SHORT PROBLEM:
Write out, word for word, only the lines from the one containing "[spot] the cluster" through the final line of the data.

----

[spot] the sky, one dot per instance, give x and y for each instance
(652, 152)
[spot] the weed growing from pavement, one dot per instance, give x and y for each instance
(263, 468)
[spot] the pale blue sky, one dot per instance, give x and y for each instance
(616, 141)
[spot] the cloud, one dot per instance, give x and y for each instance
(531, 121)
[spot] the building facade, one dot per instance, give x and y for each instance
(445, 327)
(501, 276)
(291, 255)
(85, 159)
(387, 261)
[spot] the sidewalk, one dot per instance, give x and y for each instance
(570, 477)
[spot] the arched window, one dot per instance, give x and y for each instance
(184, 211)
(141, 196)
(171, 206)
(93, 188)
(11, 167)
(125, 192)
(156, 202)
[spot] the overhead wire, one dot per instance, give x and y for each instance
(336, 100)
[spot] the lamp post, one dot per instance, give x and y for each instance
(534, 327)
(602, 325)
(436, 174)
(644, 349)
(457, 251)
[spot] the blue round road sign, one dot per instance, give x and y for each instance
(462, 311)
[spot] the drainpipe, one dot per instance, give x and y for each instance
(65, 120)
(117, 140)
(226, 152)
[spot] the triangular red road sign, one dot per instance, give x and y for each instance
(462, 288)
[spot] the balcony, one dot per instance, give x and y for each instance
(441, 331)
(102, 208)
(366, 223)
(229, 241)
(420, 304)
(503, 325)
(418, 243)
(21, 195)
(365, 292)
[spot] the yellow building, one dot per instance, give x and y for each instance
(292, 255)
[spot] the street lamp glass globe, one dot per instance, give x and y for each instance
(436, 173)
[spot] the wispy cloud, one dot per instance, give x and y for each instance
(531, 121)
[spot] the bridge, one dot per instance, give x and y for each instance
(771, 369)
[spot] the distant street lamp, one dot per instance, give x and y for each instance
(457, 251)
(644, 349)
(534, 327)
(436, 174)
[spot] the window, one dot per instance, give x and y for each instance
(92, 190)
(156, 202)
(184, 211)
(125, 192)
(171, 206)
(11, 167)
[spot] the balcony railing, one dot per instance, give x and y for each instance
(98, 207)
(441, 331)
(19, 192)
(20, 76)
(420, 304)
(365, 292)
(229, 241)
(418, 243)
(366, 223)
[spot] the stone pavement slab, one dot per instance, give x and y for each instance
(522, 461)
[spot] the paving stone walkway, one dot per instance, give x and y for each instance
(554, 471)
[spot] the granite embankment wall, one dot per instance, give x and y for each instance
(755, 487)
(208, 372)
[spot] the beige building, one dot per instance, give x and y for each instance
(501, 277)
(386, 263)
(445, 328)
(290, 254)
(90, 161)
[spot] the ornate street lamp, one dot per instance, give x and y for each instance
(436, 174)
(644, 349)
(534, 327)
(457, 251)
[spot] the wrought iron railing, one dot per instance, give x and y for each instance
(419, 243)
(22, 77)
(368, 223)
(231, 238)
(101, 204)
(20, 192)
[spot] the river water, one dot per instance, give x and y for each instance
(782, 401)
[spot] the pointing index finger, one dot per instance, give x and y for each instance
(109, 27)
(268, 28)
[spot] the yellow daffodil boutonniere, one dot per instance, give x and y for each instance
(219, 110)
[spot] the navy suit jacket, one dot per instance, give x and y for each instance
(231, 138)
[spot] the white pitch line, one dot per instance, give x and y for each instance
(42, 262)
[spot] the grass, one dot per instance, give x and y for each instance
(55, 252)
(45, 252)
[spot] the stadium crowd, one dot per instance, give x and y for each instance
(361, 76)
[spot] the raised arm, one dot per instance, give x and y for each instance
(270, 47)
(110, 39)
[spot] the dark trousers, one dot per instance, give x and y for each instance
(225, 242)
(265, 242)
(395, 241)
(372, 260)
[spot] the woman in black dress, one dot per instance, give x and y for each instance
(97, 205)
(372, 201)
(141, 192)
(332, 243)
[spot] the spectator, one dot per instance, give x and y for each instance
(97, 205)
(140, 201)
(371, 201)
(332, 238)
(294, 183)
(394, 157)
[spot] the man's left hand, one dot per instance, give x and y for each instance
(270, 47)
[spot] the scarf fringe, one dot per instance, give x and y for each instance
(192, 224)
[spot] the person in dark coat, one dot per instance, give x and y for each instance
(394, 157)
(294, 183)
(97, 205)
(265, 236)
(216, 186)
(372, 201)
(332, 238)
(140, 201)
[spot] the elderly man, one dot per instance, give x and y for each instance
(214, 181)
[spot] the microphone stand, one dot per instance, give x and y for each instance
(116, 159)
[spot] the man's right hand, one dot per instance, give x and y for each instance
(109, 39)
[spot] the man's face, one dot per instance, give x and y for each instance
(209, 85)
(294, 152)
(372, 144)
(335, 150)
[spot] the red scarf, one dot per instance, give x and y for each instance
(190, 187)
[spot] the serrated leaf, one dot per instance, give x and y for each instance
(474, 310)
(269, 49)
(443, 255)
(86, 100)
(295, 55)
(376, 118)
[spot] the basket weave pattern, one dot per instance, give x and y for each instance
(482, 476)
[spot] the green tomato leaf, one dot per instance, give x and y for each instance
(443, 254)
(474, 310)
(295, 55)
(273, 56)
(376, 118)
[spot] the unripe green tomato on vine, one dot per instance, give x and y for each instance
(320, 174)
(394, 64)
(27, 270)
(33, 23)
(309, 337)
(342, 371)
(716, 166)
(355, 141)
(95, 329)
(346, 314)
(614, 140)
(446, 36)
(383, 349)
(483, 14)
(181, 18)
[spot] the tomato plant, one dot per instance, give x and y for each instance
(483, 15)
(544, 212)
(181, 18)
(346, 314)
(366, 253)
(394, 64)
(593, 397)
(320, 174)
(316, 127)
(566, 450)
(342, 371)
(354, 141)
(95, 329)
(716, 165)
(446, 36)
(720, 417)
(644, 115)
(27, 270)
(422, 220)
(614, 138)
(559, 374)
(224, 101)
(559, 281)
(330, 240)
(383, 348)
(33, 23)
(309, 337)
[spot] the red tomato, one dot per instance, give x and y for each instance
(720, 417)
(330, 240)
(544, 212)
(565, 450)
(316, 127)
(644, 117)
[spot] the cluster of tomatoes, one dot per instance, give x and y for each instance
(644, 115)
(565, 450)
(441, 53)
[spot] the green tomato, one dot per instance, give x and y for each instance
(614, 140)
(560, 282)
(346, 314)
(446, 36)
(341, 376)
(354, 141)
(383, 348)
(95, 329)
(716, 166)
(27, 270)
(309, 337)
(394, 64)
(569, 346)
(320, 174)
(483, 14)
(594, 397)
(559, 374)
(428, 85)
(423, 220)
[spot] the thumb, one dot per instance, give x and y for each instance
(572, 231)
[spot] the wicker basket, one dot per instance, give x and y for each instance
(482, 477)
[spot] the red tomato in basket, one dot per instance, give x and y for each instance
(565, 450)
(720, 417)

----

RESPONSE TO THIS EXERCISE:
[spot] the cluster of tomatoes, one dot per instance, give x and y for each instance
(644, 115)
(565, 450)
(441, 53)
[spot] the green tomato, one dot per instance, give x and y for each instance
(614, 140)
(560, 282)
(346, 314)
(446, 36)
(341, 376)
(354, 141)
(383, 348)
(95, 329)
(716, 166)
(27, 270)
(309, 337)
(394, 64)
(569, 346)
(320, 174)
(483, 14)
(594, 397)
(559, 374)
(428, 85)
(423, 220)
[spot] the thumb, one dot per instance, give x and y for each instance
(572, 231)
[spot] the wicker basket, one dot per instance, give x and y for each instance
(482, 477)
[spot] the red tomato in basket, one dot per instance, give x and y for each instance
(565, 450)
(720, 417)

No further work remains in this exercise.